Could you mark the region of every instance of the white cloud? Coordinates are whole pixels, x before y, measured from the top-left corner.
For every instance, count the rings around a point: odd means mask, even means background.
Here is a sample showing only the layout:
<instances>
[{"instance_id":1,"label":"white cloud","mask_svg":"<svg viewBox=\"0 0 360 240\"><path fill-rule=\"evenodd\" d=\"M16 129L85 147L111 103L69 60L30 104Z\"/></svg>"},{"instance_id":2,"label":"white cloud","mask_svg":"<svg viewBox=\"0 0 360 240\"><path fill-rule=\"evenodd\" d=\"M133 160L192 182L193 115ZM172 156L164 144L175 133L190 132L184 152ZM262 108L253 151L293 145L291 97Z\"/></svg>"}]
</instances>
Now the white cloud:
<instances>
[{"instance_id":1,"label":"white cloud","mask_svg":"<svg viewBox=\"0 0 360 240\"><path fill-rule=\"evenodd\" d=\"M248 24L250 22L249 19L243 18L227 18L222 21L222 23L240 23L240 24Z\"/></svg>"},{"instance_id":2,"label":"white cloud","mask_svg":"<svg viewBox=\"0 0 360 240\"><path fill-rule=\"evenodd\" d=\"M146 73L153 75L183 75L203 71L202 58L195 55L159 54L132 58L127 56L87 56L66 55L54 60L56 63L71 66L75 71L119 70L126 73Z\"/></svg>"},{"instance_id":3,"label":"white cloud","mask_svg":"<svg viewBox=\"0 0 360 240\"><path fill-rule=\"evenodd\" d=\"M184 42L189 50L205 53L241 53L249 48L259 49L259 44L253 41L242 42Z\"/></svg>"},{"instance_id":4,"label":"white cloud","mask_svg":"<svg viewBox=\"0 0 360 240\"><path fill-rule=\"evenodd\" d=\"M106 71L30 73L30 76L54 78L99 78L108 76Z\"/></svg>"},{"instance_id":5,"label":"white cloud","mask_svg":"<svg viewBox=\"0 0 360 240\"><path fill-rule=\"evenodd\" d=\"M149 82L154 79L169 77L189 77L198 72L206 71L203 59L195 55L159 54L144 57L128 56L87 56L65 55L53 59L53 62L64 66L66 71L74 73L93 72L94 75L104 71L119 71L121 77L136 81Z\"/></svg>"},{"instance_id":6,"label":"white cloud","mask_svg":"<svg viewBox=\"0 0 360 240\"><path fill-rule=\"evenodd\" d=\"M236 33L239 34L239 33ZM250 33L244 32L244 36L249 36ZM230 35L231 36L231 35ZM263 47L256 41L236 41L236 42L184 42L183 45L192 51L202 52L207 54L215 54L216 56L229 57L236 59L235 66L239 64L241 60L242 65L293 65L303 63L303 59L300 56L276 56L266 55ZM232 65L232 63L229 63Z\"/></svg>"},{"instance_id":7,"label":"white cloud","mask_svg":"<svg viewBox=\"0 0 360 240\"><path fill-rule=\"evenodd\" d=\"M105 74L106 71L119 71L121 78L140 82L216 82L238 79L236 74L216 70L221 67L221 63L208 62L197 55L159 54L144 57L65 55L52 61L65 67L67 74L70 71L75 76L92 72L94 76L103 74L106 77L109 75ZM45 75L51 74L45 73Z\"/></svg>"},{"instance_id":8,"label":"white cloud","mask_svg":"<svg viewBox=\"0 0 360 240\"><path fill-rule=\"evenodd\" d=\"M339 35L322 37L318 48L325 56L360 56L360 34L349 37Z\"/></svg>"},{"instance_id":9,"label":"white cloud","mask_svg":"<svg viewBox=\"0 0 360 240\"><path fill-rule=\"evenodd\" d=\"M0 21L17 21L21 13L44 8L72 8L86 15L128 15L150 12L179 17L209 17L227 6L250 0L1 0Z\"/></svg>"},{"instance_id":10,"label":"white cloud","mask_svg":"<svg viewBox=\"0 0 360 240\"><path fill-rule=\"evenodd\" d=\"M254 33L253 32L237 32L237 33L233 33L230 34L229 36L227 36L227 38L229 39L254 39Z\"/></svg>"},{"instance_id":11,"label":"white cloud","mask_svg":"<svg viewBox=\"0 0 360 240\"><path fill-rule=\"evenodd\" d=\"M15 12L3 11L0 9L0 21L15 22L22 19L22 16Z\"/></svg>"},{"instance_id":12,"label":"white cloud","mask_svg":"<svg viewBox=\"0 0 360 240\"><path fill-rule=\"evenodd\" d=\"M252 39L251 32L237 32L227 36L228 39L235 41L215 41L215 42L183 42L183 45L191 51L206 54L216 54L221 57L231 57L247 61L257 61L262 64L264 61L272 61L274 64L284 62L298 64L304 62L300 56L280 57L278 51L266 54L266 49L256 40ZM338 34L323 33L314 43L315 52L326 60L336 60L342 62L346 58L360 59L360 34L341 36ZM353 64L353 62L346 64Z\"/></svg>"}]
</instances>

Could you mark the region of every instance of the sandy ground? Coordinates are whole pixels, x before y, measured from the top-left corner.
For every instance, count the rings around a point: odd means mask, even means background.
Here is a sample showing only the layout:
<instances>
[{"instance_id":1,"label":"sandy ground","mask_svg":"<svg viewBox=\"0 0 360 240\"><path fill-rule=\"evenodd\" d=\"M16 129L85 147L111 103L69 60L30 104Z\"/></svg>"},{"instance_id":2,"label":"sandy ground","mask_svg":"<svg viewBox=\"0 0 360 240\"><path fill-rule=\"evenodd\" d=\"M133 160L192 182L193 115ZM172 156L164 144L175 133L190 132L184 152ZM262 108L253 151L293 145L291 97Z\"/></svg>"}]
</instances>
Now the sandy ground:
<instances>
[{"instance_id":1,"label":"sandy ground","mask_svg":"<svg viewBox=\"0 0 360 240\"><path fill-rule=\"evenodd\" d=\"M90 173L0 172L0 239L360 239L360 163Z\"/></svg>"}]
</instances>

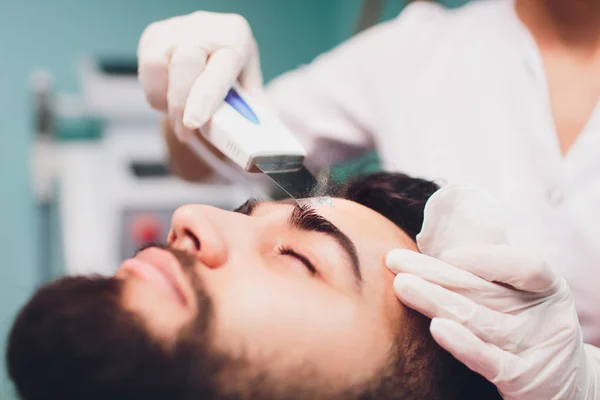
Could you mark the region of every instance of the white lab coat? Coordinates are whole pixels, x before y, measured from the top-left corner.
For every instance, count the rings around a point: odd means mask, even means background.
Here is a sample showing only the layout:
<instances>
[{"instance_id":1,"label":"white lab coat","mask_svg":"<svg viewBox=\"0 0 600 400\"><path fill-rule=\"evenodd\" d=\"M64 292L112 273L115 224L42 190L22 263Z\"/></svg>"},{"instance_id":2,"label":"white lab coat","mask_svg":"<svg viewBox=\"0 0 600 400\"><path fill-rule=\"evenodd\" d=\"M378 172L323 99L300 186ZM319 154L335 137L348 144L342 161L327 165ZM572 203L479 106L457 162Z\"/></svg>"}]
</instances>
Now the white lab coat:
<instances>
[{"instance_id":1,"label":"white lab coat","mask_svg":"<svg viewBox=\"0 0 600 400\"><path fill-rule=\"evenodd\" d=\"M600 345L600 106L563 157L541 56L511 0L414 3L269 93L313 165L377 149L386 170L491 191L511 242L567 279L585 340Z\"/></svg>"}]
</instances>

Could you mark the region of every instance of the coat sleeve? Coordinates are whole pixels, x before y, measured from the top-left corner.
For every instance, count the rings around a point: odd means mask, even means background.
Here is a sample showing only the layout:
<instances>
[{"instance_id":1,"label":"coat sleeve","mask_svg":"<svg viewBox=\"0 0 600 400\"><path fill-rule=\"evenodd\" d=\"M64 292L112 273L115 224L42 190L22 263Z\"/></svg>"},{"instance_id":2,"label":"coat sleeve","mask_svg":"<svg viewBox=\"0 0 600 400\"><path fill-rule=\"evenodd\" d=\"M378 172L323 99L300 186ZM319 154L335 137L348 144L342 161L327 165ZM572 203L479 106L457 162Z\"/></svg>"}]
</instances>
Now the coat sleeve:
<instances>
[{"instance_id":1,"label":"coat sleeve","mask_svg":"<svg viewBox=\"0 0 600 400\"><path fill-rule=\"evenodd\" d=\"M298 136L309 167L320 168L375 149L377 104L394 101L386 82L398 79L407 55L423 29L448 11L429 2L406 7L381 23L276 78L268 87L270 103Z\"/></svg>"}]
</instances>

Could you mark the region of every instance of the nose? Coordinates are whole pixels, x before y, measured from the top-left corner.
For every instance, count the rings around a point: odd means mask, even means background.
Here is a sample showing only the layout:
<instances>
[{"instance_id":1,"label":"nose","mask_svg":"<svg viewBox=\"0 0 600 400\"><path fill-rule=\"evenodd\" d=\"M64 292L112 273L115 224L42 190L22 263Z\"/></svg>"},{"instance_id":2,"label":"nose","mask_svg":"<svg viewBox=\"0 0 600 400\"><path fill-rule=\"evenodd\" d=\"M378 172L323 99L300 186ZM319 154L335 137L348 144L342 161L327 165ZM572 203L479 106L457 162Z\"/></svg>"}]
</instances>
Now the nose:
<instances>
[{"instance_id":1,"label":"nose","mask_svg":"<svg viewBox=\"0 0 600 400\"><path fill-rule=\"evenodd\" d=\"M223 234L226 211L204 205L179 207L171 220L169 245L193 254L209 268L227 262L228 246Z\"/></svg>"}]
</instances>

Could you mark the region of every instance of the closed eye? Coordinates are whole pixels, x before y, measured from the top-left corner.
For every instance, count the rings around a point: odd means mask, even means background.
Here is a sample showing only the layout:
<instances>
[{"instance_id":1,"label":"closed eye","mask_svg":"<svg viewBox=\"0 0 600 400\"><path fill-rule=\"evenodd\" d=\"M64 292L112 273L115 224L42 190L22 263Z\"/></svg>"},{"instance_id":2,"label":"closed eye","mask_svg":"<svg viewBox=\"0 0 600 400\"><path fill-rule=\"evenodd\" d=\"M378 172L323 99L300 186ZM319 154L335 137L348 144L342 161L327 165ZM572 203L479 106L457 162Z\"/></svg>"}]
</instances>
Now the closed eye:
<instances>
[{"instance_id":1,"label":"closed eye","mask_svg":"<svg viewBox=\"0 0 600 400\"><path fill-rule=\"evenodd\" d=\"M296 258L298 261L300 261L302 264L304 264L304 266L306 267L306 269L308 269L308 271L312 275L315 275L317 273L317 269L310 262L310 260L308 258L304 257L302 254L297 253L294 249L282 246L282 247L280 247L278 249L278 252L281 255L292 256L292 257Z\"/></svg>"}]
</instances>

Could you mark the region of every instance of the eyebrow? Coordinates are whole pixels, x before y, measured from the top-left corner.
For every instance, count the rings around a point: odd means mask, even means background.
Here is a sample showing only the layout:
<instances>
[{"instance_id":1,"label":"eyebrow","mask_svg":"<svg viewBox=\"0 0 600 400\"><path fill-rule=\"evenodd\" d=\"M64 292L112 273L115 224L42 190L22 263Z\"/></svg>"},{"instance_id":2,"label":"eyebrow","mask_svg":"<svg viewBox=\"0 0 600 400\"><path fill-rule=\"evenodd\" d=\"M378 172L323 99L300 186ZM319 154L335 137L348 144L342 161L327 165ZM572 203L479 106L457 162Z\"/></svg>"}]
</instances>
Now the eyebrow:
<instances>
[{"instance_id":1,"label":"eyebrow","mask_svg":"<svg viewBox=\"0 0 600 400\"><path fill-rule=\"evenodd\" d=\"M234 212L252 215L252 212L261 203L256 199L249 199L240 207L234 210ZM305 232L318 232L323 233L333 240L343 249L344 253L348 257L352 264L352 271L358 281L362 280L360 263L358 260L358 253L354 242L337 226L331 223L328 219L318 214L312 207L303 207L298 204L294 205L294 211L290 215L287 221L288 225Z\"/></svg>"},{"instance_id":2,"label":"eyebrow","mask_svg":"<svg viewBox=\"0 0 600 400\"><path fill-rule=\"evenodd\" d=\"M244 215L252 215L252 212L254 211L258 203L260 203L260 201L257 199L248 199L244 204L233 210L233 212Z\"/></svg>"}]
</instances>

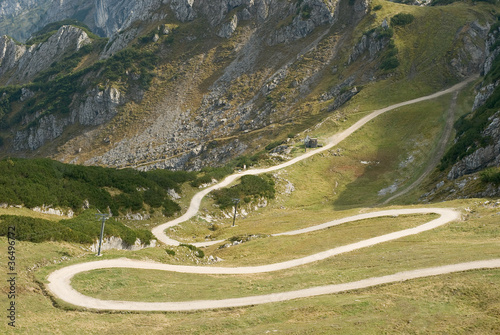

- What to work on: Scan the lines above, and whenever one holds the string "corner", copy it.

- Task result:
Could you mark the region of every instance of the white cloud? Coordinates are whole pixels, x before y, measured from the top-left corner.
Could you mark the region of every instance of the sandy ground? Coordinates are whole pixels, x before y, measured from the top-left corner.
Could you mark the region of every instance of the white lab coat? Coordinates are whole pixels, x before y, measured from the top-left corner.
Could you mark the region of every instance of the coat sleeve? Coordinates are whole pixels, x before y, measured from the top-left corner.
Could you mark the region of every instance of the nose? Coordinates are whole pixels, x before y, measured from the top-left corner.
Could you mark the region of every instance of the closed eye? Coordinates are whole pixels, x before y, measured from the top-left corner.
Could you mark the region of every instance of the eyebrow? Coordinates are whole pixels, x before y, measured from the top-left corner.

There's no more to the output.